Brano da esaminare:

☆ ☆ ☆

Oddio, si vota e la sinistra non sa cosa mettersi. Ancora. Come tutte le ultime votazioni da quando ero bambino e quando la campagna elettorale la riconoscevi dall’alito inferocito dei banchetti elettorali e dagli altoparlanti starnazzanti legati a fiocco sul tetto delle auto. Sono passati Roberto Baggio, Maldini e finanche Totti eppure la sinistra è sempre lì: tra l’indecisione di cosa indossare e la brama pericolosa di scegliere prima che arrivi l’orario di chiusura.

Si vota a settembre, si mormora nei corridoi del Parlamento. Lo spettro della smobilitazione rovescia gli sguardi sazi e tronfi in accaldate discussioni su soglie di sbarramento, collegi elettorali, promesse e crediti gelosamente custoditi nel cassetto. Nei dintorni di Montecitorio si torna con sforzo a sorridere un po’ a tutti:l’istinto dell’autopreservazione è il sentimento comune della prima Repubblica, della Seconda e di tutte le legislature che sono venute e che verranno. Matteo Renzicerca la sponda giusta per uccellare il governo Gentiloni con la promessa di farne un altro uguale ma da Presidente del Consiglio, secondo la sua consueta logica egoriferita di confondere il governo con il potere e il proprio ruolo come più alta certificazione e garanzia; Silvio Berlusconi, al solito, si gode la posizione del sornione spendendo carezze e rimbrotti ma parlando soprattutto con i silenzi; Salvini rovista tra le macerie del lepenismo anti europeo, ormai rancido, e spera di trafugare qualche feticcio ad effetto per uscire dai binari (usurati e usuranti) dell’invasione straniera; Grillo prega che non si fermi la spinta, che non venga eletta un’altra Raggi e che il mare non rabbonisca troppo la rabbia mentre gli alfaniani (minuscoli seppur pieni di rivoli) mimano di voler essere l’ago della bilancia ma si sono persi l’ago.

E a sinistra? A sinistra s’ode un mormorio incagliato, la stessa nota di sempre.

☆ ☆ ☆

Segmento di dati:
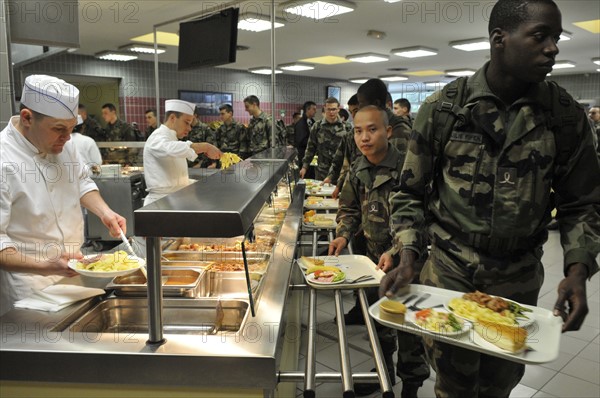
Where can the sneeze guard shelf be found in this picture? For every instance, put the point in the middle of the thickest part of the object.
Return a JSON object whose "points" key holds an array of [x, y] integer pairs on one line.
{"points": [[223, 205]]}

☆ ☆ ☆

Compiti da svolgere:
(a) Stabilisci se le affermazioni seguenti concordano con il brano sulla sinistra e il voto. Per ciascuna rispondi sì o no e riporta tra virgolette le parole del brano che lo decidono. (i) Nei corridoi del Parlamento si dice che si voterà a settembre. (ii) Berlusconi si esprime soprattutto con dichiarazioni pubbliche. (iii) Gli alfaniani vengono presentati come il vero ago della bilancia.
(b) Trasforma in un elenco puntato il paragrafo del brano sulla sinistra e il voto che comincia con «Si vota a settembre». Conserva i fatti principali.
(c) Prosegui il brano sulla sinistra e il voto, riprendendo subito dopo la sua ultima frase.

Risultati in ordine:
(a)
(i) Sì: «Si vota a settembre, si mormora nei corridoi del Parlamento.»
(ii) No: «parlando soprattutto con i silenzi».
(iii) No: «mimano di voler essere l’ago della bilancia ma si sono persi l’ago».

(b)
- Nei corridoi del Parlamento si dice che si voterà a settembre.
- Il timore della fine della legislatura accende discussioni su soglie di sbarramento, collegi elettorali, promesse e crediti.
- Vicino a Montecitorio si torna a sorridere a tutti per istinto di autopreservazione, comune a ogni legislatura.
- Matteo Renzi cerca un appoggio per far cadere il governo Gentiloni. Promette un governo uguale, ma presieduto da lui.
- Silvio Berlusconi resta sornione, alterna carezze e rimbrotti e parla soprattutto con i silenzi.
- Salvini cerca nel lepenismo antieuropeo qualche simbolo per uscire dal tema dell'invasione straniera.
- Grillo spera che la spinta continui, che non venga eletta un'altra Raggi e che la rabbia non si plachi.
- Gli alfaniani fingono di voler essere l'ago della bilancia, ma l'ago l'hanno perso.

(c)
Ci sono i sommatori, innanzitutto. Sempre loro. Li riconosci perché hanno una penna nel taschino e scrivono calcoli dappertutto, dalle tovagliette del ristorante, alle carte intestate e, se serve, anche sui depliant pubblicitari: ogni volta che incontrano qualcuno che sentono “affine” iniziano a sottolineare le addizioni del “noi, se ci mettiamo con voi, più quelli altri e se convinciamo anche Pisapia” credendo che la politica sia banale come una somma in colonna da prima elementare. Esultano come per un sorpasso all’ultimo giro se riescono a inglobare un movimento indipendentista dello zero virgola zero e considerano i sondaggi il capitale sociale di un’azienda travestita da partito. Per loro l’unità della sinistra è l’ammucchiamento delle loro disperazioni. E poi perdono. Ovvio.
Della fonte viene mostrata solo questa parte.